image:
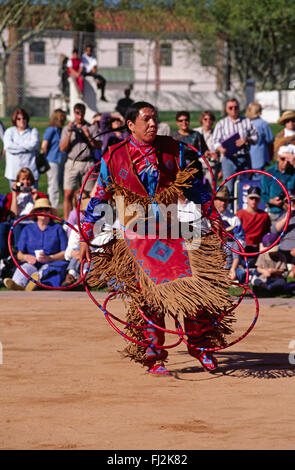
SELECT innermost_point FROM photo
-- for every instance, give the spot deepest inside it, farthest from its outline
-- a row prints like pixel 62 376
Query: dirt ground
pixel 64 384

************

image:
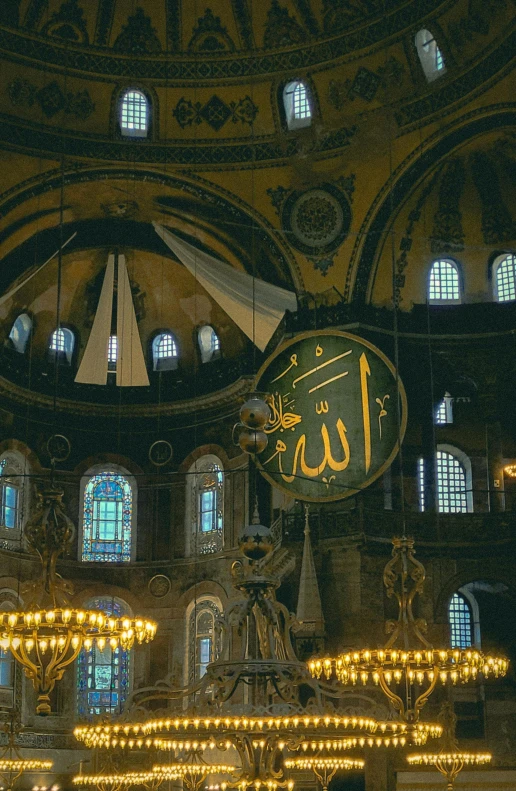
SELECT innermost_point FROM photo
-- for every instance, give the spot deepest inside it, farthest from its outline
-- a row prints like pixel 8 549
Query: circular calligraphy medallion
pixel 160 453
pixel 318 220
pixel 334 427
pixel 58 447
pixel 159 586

************

▶ Exercise prompt:
Pick out every line of the listing containing the word "prints", and show those lines.

▶ Output of the exercise:
-- a row prints like pixel 62 376
-- a row prints like pixel 8 549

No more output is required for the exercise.